[Parts of the exercise]
- A) Please copy the passage of the introduction on infective endocarditis surgery, beginning at the words "Therefore, accurate surgical" and stopping after "be in doubt.".
- B) In the introduction on infective endocarditis surgery, what share of patients with a surgical indication is estimated to finally undergo surgical intervention?

Introduction

The mortality rate in patients operated on after the diagnosis of infective endocarditis (IE) is reported to range from 15% to more than 45%, depending on several factors, such as patient baseline characteristics, preoperative status, offending pathogen, intraoperative difficulties and hospital expertise variations [1]. In spite of the improvement of antimicrobial therapy, the advances in surgical techniques and the shortening of waiting time to surgery, the mortality associated with IE continues to be very high [1, 2]. In that context, although cardiac surgery is an essential procedure in the treatment of IE, a proportion of patients who have surgical indication do not undergo surgical treatment because of their high surgical risk, which could lead to surgery rejection [3,4,5,6]. It is estimated that less than half of the patients who have a surgical indication finally undergo surgical intervention [7,8,9,10]. However, it is well known that patients who have indication for surgery and are not operated on have a dismal prognosis [11], whereas long-term survival in patients who survive the cardiac surgery is acceptable [12].

Therefore, accurate surgical risk estimation is crucial for the surgical decision-making process. In the recent years, several new IE-specific risk scores have been developed. They incorporate some IE-specific factors that are thought to be independent mortality factors [8, 13]. However, the impact of all these specific factors in postoperative mortality continues to be in doubt.

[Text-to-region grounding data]
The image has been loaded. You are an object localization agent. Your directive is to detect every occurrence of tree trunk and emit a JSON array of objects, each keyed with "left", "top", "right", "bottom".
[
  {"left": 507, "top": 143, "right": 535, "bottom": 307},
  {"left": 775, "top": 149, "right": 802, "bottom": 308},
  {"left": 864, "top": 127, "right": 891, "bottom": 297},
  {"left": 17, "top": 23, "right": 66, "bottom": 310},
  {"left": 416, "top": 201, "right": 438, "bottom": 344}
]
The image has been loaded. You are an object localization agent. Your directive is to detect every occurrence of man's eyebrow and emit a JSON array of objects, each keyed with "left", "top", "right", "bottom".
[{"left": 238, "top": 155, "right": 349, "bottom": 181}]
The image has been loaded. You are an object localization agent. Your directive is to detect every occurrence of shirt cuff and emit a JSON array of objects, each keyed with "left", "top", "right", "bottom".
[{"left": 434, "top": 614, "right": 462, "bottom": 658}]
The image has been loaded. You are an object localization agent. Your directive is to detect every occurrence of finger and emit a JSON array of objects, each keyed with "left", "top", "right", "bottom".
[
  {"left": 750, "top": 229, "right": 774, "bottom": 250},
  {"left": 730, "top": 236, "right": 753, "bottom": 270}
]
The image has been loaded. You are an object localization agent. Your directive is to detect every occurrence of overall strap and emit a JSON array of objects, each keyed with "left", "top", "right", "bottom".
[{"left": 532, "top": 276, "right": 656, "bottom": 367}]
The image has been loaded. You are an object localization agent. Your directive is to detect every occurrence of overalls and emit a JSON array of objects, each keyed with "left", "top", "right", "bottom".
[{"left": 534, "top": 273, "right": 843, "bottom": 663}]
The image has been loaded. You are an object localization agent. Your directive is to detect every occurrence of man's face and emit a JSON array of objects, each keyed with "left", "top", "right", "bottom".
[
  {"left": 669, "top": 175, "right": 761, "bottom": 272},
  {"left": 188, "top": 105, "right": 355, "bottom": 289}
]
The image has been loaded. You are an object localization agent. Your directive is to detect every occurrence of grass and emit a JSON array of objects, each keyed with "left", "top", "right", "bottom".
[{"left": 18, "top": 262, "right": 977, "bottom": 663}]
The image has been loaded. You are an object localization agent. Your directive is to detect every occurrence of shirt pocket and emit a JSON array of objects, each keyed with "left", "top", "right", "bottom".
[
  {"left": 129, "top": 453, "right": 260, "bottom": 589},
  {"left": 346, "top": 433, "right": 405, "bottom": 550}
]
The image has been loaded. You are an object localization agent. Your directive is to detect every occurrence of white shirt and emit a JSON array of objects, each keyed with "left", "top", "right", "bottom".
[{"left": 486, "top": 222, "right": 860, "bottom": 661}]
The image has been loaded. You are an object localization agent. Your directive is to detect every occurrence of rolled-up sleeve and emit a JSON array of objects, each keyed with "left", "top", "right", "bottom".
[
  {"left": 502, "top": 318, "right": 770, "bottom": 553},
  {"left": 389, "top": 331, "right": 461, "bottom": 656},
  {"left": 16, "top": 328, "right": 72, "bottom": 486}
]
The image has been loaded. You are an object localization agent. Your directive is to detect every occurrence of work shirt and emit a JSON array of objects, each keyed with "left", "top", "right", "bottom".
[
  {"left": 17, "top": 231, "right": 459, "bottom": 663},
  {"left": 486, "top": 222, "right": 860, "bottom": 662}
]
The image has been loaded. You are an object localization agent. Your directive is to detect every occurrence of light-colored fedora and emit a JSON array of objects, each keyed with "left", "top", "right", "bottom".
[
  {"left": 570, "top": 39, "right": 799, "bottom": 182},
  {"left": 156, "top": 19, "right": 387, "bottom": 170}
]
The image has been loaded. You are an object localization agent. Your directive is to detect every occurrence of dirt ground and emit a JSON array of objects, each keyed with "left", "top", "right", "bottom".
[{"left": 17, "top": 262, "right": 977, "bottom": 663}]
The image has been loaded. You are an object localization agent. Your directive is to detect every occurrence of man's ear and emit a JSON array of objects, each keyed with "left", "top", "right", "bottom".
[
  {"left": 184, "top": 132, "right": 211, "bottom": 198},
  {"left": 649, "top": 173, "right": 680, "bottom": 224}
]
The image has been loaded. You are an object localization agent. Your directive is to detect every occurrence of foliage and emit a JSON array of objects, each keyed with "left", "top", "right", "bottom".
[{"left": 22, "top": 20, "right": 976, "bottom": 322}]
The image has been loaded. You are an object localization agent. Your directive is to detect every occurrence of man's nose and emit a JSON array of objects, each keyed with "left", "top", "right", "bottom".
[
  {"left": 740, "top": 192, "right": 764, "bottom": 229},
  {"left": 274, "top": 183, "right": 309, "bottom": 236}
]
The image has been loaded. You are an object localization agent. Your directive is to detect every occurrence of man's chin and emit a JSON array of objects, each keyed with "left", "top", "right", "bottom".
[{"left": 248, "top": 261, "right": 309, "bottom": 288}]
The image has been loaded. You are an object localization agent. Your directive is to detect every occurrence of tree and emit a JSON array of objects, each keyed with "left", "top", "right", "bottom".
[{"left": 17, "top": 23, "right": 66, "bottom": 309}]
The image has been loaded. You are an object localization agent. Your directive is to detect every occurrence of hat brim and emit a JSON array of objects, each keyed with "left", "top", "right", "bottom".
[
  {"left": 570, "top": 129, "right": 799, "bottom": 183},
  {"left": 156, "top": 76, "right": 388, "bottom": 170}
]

[Solutions to the problems]
- A)
Therefore, accurate surgical risk estimation is crucial for the surgical decision-making process. In the recent years, several new IE-specific risk scores have been developed. They incorporate some IE-specific factors that are thought to be independent mortality factors [8, 13]. However, the impact of all these specific factors in postoperative mortality continues to be in doubt.

- B) Less than half of them.